_Problem description:_
Retype these lines without changing anything.

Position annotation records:
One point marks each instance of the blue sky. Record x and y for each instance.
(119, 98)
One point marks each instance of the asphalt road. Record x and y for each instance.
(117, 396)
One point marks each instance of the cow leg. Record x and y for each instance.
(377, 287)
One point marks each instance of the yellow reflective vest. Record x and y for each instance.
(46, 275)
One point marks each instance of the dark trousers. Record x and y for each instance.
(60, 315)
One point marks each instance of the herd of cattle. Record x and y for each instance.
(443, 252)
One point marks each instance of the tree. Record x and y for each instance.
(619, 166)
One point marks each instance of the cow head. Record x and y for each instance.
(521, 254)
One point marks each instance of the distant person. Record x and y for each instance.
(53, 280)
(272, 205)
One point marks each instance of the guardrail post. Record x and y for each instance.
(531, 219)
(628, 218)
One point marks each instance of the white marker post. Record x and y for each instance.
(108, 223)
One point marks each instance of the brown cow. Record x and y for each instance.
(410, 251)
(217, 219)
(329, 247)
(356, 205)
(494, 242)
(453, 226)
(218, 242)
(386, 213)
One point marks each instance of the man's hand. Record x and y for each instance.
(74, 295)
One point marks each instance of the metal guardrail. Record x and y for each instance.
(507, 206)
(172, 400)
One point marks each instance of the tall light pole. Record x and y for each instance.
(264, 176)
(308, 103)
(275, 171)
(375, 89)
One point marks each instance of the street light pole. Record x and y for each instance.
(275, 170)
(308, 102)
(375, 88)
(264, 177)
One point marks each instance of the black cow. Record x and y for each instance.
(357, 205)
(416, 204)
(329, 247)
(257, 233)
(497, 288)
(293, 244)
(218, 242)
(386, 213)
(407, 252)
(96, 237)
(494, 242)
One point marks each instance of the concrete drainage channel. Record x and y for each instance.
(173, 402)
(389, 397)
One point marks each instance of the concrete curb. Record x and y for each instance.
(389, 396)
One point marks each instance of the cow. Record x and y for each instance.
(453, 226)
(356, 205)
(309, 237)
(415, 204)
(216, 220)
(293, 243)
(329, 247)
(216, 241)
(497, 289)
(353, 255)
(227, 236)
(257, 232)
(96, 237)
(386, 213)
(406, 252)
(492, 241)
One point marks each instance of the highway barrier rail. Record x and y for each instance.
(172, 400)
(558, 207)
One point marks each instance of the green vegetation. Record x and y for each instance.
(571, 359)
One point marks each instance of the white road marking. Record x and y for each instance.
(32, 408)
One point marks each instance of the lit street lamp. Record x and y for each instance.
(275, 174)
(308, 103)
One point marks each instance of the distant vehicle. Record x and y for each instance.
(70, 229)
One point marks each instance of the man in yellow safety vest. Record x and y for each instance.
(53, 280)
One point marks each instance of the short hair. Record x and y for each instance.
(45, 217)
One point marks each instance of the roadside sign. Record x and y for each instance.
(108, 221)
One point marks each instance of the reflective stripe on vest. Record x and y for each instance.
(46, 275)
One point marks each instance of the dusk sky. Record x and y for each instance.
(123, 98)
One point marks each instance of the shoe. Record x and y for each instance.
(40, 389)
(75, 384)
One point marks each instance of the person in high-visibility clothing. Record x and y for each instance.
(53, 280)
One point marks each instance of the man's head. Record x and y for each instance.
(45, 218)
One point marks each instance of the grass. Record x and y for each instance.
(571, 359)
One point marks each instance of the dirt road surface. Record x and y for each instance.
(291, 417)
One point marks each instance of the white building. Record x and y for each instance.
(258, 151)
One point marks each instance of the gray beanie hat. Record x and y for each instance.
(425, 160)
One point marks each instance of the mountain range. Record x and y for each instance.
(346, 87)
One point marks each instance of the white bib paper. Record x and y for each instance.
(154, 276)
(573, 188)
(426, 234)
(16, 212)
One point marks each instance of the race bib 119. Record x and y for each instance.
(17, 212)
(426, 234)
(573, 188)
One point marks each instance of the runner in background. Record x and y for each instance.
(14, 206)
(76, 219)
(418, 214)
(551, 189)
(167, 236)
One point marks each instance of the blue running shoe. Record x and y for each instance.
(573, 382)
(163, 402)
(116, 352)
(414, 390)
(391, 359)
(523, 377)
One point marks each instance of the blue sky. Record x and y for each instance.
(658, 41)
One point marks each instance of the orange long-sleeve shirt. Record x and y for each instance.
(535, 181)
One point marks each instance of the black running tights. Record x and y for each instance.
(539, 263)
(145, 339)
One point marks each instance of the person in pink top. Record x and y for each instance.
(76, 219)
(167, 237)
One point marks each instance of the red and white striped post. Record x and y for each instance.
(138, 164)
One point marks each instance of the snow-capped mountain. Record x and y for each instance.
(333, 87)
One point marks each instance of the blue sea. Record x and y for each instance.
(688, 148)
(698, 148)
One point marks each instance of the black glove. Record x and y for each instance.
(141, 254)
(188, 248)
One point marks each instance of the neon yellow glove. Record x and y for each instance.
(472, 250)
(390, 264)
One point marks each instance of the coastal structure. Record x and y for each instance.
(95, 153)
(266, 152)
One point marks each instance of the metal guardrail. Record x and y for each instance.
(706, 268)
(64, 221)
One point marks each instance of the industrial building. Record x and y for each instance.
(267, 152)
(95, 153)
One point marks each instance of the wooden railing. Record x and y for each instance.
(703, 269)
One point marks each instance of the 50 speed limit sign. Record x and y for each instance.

_Answer to this exercise:_
One point marks each instance of the blue sky. Record x and y for each instance.
(119, 98)
One point marks each instance of the asphalt road. Record x and y for each instance.
(117, 396)
One point marks each instance of the cow leg. Record x and y for each instance.
(377, 287)
One point marks each instance of the yellow reflective vest. Record x and y for each instance.
(46, 275)
One point marks each instance of the dark trousers. Record x and y for each instance.
(60, 315)
One point marks each instance of the herd of cattle. Record x and y for each instance.
(443, 252)
One point marks each instance of the tree. Record x and y for each instance.
(619, 166)
One point marks each instance of the cow head. Record x and y for each instance.
(521, 254)
One point marks each instance of the distant person. Record x and y for each instance.
(53, 280)
(272, 205)
One point marks each instance of the guardrail post. Record x and y for each instance.
(531, 219)
(628, 218)
One point marks each instance of the white marker post. Record x and y for each instance.
(108, 223)
One point marks each instance of the brown cow. Record x and y for each instance.
(410, 251)
(217, 219)
(329, 247)
(356, 205)
(494, 242)
(453, 226)
(218, 242)
(386, 213)
One point marks each instance of the man's hand. Record x and y for each instance.
(74, 295)
One point marks each instance of the metal guardrail. Record x and y for each instance.
(507, 206)
(172, 400)
One point marks each instance of the tall light pole. Record x and y for each instance.
(264, 176)
(308, 103)
(275, 171)
(375, 89)
One point marks each instance of the street light pole. Record x and y for each instance.
(275, 170)
(308, 102)
(375, 88)
(264, 177)
One point marks each instance of the black cow. Record x and y for each instance.
(357, 205)
(416, 204)
(329, 247)
(257, 233)
(497, 288)
(293, 244)
(218, 242)
(386, 213)
(407, 252)
(96, 237)
(494, 242)
One point marks each instance of the concrete drainage channel. Record x and y for each instance.
(173, 402)
(389, 397)
One point marks each instance of the concrete curb. Record x and y for each instance.
(389, 396)
One point marks each instance of the cow. Record x and y for each instance.
(453, 226)
(356, 205)
(309, 237)
(415, 204)
(216, 220)
(293, 243)
(329, 247)
(216, 241)
(497, 289)
(353, 255)
(227, 236)
(257, 232)
(96, 237)
(386, 213)
(406, 252)
(492, 241)
One point marks each instance of the highway barrier rail. Record x and y for each instance.
(172, 400)
(558, 207)
One point marks each instance of the green vegetation. Record x and y for each instance.
(571, 359)
One point marks each instance of the white road marking. Record x and y for each instance.
(32, 408)
One point marks each instance of the lit street lamp. Record x and y for each instance.
(275, 174)
(308, 103)
One point marks each instance of the distant vehicle. Record x and y for each instance.
(70, 229)
One point marks each instance of the man in yellow safety vest. Record x and y for each instance.
(53, 280)
One point marks each instance of the short hair. Record x and y for each instance.
(45, 217)
One point marks each instance of the roadside sign. Record x and y for each instance.
(108, 221)
One point marks each instance of the reflective stripe on vest. Record x and y for each instance.
(46, 275)
One point marks each instance of the dusk sky. Record x and y for each instance.
(123, 98)
One point marks each instance of the shoe. Record x and y for each instance.
(40, 389)
(75, 384)
One point marks each instance of the person in high-visibility clothing. Record x and y for each instance.
(53, 280)
One point marks each instance of the man's head. Record x and y for each instance.
(45, 218)
One point marks each instance of the grass. Record x and y for each instance.
(571, 359)
One point marks each instance of the dirt road surface. Record x and y for each instance.
(291, 417)
One point marks each instance of the white building. Record x and y for each instance.
(258, 151)
One point marks each instance of the gray beanie hat. Record x and y for each instance.
(425, 160)
One point marks each instance of the mountain range. Record x and y for each instance.
(346, 87)
One point marks each instance of the white bib paper. Record x and y for each instance.
(154, 276)
(573, 188)
(426, 234)
(16, 212)
One point marks each instance of the race bib 119. Record x and y for each instance.
(17, 212)
(426, 234)
(573, 188)
One point marks each instance of the runner in background. Record x and y for each instance.
(14, 206)
(76, 219)
(418, 214)
(551, 189)
(167, 236)
One point marks each instance of the blue running shoe. Record x and y for each instance.
(573, 382)
(163, 402)
(116, 352)
(414, 390)
(391, 359)
(523, 377)
One point marks each instance of the blue sky. Record x and y for each instance.
(658, 41)
One point marks each instance of the orange long-sleeve shirt. Record x and y for each instance.
(535, 181)
One point marks each instance of the black running tights. Record x and y for each instance.
(539, 263)
(145, 339)
One point marks each instance of the person in pink top. Record x and y for each instance.
(76, 219)
(167, 237)
One point marks each instance of the red and white striped post. Record x and y for each instance.
(138, 164)
One point marks each instance of the snow-capped mountain. Record x and y for each instance.
(333, 87)
One point marks each instance of the blue sea. Record x and y for each instance.
(688, 148)
(698, 148)
One point marks each instance of the black glove. Record x and y for each instance.
(141, 254)
(188, 248)
One point marks each instance of the neon yellow glove. Record x and y for each instance.
(472, 250)
(390, 264)
One point marks each instance of the coastal structure. Record x and y for each instance.
(95, 153)
(266, 152)
One point marks each instance of the metal guardrail. Record x and y for each instance.
(706, 268)
(64, 221)
One point marks each instance of the industrial building. Record x and y for each instance.
(267, 152)
(95, 153)
One point marks each instance of the wooden railing. Record x and y for each instance.
(703, 269)
One point marks each instance of the 50 speed limit sign. Record x and y for each instance.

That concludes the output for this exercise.